YOUR GOAL = Convert the rows below into a JSON list of strings, starting at the line that contains "Provide one point per instance of the distant" and ending at the last line of the rows. Use one string per line and leave out blank lines.

-- start EXERCISE INPUTS --

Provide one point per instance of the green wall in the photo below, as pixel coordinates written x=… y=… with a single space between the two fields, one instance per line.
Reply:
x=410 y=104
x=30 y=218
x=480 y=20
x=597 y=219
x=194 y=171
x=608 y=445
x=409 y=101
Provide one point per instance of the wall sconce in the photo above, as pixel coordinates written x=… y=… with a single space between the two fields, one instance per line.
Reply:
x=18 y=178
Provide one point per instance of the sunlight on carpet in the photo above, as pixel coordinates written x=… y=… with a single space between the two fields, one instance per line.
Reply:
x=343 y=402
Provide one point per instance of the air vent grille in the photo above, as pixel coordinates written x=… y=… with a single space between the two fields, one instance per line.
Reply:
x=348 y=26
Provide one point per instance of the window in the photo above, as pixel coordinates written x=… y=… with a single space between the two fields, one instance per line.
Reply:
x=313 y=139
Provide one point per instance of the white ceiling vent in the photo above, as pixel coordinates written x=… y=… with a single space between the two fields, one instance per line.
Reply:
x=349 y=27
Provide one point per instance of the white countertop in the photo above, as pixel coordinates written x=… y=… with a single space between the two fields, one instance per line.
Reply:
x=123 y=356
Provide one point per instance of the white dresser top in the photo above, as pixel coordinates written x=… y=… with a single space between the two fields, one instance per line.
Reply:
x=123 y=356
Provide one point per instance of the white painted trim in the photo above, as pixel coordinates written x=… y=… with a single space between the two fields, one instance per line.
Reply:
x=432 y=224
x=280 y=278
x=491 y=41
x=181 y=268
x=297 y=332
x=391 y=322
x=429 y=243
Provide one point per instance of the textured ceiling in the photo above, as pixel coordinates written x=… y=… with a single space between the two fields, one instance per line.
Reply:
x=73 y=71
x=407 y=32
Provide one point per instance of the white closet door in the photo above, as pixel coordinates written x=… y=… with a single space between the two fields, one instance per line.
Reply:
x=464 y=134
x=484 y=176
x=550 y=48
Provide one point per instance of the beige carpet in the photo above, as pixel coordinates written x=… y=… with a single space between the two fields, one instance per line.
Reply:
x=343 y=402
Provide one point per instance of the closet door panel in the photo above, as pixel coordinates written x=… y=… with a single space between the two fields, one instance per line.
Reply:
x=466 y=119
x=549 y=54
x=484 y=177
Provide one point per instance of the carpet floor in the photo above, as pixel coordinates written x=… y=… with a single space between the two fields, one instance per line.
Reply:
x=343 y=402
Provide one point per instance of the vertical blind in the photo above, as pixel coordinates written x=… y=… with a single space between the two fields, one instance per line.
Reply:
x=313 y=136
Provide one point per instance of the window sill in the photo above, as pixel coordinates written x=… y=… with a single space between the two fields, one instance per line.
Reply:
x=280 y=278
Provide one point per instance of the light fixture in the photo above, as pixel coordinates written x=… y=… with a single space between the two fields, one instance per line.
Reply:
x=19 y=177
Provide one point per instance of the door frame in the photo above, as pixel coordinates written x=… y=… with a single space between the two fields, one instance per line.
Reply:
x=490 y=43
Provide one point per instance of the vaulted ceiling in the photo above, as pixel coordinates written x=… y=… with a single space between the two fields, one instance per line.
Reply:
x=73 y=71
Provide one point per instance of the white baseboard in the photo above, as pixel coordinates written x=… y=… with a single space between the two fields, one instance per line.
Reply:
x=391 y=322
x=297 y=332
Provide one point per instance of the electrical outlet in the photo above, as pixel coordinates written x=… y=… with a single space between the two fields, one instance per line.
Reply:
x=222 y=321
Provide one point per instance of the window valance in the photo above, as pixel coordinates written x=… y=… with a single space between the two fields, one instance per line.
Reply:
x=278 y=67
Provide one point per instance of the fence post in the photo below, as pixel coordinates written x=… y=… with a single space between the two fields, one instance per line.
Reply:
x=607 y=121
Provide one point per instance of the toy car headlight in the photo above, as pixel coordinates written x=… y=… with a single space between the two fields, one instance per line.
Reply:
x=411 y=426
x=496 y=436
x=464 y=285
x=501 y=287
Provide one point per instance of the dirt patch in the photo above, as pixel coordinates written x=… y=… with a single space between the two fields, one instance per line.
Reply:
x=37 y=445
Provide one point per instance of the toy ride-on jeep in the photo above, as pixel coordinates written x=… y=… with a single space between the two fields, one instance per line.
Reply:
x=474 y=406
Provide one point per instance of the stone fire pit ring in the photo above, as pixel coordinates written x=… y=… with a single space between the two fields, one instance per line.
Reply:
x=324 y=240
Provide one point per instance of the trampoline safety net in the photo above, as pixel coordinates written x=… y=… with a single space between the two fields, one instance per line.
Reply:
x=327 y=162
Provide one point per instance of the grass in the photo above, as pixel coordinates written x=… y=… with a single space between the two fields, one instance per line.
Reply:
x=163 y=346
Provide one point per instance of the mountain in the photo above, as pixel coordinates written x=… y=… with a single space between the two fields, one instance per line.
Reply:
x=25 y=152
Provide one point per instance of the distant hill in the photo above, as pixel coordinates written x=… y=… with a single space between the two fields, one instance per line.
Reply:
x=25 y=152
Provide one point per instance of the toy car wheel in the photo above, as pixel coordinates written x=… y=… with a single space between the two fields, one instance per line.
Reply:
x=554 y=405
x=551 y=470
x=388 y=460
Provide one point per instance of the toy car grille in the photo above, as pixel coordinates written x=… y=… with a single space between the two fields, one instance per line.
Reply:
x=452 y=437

-- end EXERCISE INPUTS --

SOLUTION =
[
  "Provide one point per instance of the distant hill in the photo above, as pixel coordinates written x=… y=… with a single space between the two fields, one instance per line.",
  "Reply:",
  "x=25 y=152",
  "Provide one point per instance of the toy car wheel in the photo above, as pixel coordinates written x=… y=… with a single space between the two fields, one instance per line.",
  "Reply:",
  "x=554 y=405",
  "x=551 y=470",
  "x=388 y=460",
  "Provide one point per instance of the toy car grille in the photo above, as pixel coordinates written x=… y=… with a single space between the two fields, one instance per line.",
  "Reply:",
  "x=452 y=437"
]